::: Selected text
FOR IMMEDIATE RELEASE
August 10, 2023
12-Month Electricity Price Inflation Remains High at 3% While All Other Energy Commodities Collectively Fall 20% - FERC Must Act
Consumers Urge FERC to Require that All New Transmission Projects Are Competitively Bid to Lower Electricity Costs and Inflation for Households and Businesses.
WASHINGTON – Inflation data released by the U.S. Bureau of Labor Statistics today continues the long-term trend of electricity inflation exceeding other commodities as measured by the Consumer Price Index (CPI). The index for electricity services inflation over the last year rose 3%, compared to other energy commodities which fell:
- Gasoline: -19.9%
- Fuel oil: -26.5%
- Utility piped gas service: -13.7%
- Energy commodities: -20.3%
Electricity price inflation is 23% higher than the average of these energy commodities. High electricity prices have saddled consumers with higher monthly utility costs adding to the broader economic burden facing households and businesses across the country.
In a statement, Paul Cicio, Chair of the Electricity Transmission Competition Coalition, said: “Accelerating electricity price inflation is due to rising electricity transmission costs and is a growing burden to millions of Americans. At a time when a substantial portion of Americans’ disposable incomes are being used to pay for rising electricity bills, FERC must stand up for consumers – not the utility monopolies. The surest path to lower electricity prices is for the FERC Transmission Planning NOPR to require that all large transmission projects be competitively bid to drive down costs.”
::::::
::: Dataset
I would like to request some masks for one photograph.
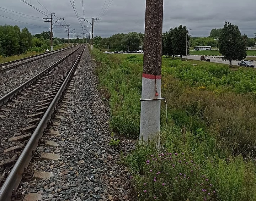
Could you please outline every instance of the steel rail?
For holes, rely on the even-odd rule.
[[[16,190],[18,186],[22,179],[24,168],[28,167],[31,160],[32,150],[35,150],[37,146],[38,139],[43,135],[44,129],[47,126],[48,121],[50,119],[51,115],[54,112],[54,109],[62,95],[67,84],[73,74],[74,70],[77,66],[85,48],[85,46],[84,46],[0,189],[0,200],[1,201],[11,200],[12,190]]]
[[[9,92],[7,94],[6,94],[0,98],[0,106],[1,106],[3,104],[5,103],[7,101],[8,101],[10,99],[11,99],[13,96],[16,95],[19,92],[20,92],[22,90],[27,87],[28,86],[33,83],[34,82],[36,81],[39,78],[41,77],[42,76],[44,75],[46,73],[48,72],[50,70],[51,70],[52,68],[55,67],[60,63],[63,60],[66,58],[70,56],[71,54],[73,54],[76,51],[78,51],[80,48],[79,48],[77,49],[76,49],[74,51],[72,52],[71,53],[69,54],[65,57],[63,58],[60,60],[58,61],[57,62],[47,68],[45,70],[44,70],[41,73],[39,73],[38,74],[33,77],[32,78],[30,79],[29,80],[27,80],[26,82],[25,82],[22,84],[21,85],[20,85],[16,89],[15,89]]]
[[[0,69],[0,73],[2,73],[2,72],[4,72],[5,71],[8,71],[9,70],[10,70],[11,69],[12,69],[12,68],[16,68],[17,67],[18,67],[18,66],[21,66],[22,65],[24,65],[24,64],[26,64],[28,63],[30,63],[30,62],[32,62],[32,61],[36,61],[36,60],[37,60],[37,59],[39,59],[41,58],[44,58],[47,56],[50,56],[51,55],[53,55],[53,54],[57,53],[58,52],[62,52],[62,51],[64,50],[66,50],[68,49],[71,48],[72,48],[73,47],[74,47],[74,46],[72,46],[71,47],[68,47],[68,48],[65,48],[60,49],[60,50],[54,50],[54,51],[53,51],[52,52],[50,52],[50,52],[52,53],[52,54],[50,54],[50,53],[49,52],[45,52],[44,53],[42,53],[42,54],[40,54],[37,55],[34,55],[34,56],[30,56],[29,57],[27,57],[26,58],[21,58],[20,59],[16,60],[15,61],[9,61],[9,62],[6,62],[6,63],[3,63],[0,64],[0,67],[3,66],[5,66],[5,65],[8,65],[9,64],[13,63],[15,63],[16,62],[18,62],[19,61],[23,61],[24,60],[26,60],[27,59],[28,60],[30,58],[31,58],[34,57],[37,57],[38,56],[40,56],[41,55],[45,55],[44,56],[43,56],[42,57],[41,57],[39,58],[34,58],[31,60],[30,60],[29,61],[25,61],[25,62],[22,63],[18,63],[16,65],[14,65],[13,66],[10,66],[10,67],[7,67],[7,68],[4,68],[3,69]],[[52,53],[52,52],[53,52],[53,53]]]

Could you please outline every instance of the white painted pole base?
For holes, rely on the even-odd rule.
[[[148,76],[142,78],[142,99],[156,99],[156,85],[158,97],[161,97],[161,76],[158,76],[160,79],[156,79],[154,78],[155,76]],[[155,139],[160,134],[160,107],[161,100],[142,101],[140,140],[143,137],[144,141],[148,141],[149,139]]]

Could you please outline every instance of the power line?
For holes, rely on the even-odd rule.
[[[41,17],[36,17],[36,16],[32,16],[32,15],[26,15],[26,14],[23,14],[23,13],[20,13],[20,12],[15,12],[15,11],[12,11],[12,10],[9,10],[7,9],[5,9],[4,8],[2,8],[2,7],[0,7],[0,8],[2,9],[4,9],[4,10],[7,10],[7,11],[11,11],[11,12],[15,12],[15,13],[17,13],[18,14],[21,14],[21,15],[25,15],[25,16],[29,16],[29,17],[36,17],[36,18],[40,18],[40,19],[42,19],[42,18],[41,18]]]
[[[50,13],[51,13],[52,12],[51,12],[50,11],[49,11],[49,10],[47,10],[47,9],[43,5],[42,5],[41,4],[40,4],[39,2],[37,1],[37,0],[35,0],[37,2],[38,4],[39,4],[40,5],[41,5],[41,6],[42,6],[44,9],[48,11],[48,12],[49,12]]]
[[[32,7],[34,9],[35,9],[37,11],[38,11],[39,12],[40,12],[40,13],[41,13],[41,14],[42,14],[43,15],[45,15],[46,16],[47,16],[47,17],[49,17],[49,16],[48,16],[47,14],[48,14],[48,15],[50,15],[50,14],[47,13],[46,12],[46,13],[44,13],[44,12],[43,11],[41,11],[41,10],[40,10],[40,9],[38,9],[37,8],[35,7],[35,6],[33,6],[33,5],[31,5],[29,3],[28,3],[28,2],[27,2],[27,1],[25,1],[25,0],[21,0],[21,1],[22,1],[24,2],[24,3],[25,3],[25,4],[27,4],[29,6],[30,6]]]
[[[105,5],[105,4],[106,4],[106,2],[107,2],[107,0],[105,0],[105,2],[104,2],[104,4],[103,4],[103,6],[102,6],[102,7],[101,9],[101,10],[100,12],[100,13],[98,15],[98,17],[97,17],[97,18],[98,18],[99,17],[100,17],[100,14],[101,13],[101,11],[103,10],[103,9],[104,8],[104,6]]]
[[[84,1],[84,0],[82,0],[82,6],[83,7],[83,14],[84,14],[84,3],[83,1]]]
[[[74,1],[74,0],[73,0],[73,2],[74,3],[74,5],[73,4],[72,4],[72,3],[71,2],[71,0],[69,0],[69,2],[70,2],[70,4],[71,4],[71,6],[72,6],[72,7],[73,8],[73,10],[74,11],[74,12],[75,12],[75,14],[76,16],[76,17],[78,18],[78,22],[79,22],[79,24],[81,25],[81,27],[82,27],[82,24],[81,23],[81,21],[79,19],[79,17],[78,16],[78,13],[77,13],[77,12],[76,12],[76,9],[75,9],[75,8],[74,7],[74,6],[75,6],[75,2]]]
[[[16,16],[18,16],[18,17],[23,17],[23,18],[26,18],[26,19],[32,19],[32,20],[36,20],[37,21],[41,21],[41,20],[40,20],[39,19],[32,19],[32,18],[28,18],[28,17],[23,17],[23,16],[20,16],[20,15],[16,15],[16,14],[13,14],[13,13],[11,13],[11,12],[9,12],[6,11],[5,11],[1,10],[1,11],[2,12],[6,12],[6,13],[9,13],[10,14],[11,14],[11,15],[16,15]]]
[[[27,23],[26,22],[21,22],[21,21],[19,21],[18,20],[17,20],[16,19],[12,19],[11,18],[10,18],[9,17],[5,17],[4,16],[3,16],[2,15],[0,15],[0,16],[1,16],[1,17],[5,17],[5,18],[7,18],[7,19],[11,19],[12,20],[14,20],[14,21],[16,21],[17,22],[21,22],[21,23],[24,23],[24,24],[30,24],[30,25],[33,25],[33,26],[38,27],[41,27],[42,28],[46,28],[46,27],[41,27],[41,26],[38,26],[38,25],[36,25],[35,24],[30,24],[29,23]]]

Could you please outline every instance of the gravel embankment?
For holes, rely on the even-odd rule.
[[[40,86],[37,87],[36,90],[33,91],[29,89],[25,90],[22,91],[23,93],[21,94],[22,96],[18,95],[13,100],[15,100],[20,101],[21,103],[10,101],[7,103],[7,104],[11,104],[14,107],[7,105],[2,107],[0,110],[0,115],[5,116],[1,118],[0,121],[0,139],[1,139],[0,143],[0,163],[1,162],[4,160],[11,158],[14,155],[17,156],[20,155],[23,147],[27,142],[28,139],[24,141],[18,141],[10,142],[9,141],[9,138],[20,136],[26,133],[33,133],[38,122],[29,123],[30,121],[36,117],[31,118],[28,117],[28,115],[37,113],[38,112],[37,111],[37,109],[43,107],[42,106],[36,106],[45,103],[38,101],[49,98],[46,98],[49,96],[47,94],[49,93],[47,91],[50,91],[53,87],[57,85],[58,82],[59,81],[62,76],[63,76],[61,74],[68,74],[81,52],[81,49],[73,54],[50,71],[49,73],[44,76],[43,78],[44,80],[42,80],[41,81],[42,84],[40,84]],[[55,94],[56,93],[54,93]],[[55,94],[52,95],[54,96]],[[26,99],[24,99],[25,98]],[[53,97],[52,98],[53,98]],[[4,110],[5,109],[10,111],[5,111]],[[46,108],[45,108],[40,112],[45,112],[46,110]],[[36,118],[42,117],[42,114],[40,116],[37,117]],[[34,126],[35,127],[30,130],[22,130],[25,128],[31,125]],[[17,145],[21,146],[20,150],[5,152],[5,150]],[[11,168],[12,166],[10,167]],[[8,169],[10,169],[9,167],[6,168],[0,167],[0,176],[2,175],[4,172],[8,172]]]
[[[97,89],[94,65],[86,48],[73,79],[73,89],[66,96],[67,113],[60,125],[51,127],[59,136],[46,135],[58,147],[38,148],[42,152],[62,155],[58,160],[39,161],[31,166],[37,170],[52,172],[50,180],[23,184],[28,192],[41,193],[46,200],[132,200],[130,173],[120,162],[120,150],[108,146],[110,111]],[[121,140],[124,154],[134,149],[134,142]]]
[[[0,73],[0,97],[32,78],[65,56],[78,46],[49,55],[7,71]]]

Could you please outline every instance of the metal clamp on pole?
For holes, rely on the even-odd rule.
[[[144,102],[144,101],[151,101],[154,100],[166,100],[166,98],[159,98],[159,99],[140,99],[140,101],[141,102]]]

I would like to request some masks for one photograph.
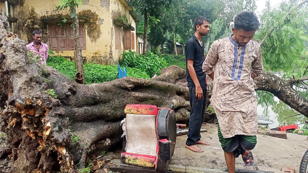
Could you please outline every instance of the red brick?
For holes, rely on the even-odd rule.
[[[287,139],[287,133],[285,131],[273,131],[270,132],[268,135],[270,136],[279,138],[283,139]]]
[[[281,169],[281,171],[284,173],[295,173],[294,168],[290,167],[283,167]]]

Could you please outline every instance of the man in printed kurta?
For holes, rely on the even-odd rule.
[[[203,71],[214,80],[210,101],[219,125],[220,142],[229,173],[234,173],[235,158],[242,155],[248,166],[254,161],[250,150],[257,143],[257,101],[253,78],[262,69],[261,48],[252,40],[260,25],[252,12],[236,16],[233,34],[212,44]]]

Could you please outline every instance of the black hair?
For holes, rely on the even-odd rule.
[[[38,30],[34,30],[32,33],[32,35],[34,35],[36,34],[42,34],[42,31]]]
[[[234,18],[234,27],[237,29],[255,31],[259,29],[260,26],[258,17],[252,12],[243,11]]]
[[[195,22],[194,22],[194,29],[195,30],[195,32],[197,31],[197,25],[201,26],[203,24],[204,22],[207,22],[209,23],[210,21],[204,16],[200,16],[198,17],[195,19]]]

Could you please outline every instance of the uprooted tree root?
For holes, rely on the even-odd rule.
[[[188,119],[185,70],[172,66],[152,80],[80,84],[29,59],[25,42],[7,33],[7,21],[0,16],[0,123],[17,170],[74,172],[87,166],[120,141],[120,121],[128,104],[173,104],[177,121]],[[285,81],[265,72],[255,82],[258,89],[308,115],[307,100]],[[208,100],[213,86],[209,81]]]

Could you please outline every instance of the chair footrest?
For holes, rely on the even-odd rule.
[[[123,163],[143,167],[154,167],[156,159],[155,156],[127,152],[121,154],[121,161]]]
::::::
::: Dataset
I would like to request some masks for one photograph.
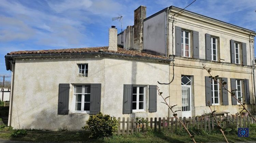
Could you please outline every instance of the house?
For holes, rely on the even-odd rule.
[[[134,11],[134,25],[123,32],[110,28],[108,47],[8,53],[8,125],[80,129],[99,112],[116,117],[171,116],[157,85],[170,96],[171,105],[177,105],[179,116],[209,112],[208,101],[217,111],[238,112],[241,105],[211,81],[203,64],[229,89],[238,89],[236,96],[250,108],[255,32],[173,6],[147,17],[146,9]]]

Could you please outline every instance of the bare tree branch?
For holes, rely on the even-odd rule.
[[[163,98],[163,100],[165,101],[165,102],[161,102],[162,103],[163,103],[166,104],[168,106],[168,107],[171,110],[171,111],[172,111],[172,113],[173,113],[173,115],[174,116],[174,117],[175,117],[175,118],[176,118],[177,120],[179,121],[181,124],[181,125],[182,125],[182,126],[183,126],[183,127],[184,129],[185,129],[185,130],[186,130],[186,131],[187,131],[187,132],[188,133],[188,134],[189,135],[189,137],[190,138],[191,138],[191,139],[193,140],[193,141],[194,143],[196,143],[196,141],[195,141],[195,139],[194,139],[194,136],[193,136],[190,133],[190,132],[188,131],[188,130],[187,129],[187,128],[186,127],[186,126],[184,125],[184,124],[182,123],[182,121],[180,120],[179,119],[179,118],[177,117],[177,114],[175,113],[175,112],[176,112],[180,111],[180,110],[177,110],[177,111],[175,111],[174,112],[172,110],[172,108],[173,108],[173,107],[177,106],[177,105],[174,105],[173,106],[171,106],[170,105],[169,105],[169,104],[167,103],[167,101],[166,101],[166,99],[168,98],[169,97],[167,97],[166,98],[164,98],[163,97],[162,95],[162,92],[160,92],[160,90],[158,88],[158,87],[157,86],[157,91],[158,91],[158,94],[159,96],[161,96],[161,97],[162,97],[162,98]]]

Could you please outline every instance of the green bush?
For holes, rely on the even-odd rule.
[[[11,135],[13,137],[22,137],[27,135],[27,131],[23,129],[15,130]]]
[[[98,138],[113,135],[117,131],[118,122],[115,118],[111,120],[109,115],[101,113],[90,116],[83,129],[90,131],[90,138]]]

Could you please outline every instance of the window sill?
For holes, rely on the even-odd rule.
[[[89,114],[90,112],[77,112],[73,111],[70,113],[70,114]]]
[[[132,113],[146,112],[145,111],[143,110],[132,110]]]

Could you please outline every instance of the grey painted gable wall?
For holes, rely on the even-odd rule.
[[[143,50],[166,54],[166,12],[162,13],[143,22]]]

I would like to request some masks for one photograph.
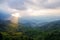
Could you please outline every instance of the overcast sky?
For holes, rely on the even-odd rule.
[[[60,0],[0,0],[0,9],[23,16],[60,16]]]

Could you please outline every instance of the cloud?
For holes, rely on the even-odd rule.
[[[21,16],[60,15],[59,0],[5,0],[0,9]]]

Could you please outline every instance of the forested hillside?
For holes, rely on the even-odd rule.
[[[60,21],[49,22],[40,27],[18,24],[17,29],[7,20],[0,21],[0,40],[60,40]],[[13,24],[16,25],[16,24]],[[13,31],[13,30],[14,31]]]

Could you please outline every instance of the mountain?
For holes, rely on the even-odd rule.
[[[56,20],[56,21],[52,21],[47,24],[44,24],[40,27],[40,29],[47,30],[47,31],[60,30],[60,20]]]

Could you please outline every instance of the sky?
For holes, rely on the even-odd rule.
::::::
Required work:
**1)** According to the press release, by what percentage did fuel oil prices fall over the last year?
**2)** Please reproduce the press release word for word between "WASHINGTON – Inflation" and "across the country.", inclusive.

Complete answers:
**1)** 26.5%

**2)**
WASHINGTON – Inflation data released by the U.S. Bureau of Labor Statistics today continues the long-term trend of electricity inflation exceeding other commodities as measured by the Consumer Price Index (CPI). The index for electricity services inflation over the last year rose 3%, compared to other energy commodities which fell:
- Gasoline: -19.9%
- Fuel oil: -26.5%
- Utility piped gas service: -13.7%
- Energy commodities: -20.3%
Electricity price inflation is 23% higher than the average of these energy commodities. High electricity prices have saddled consumers with higher monthly utility costs adding to the broader economic burden facing households and businesses across the country.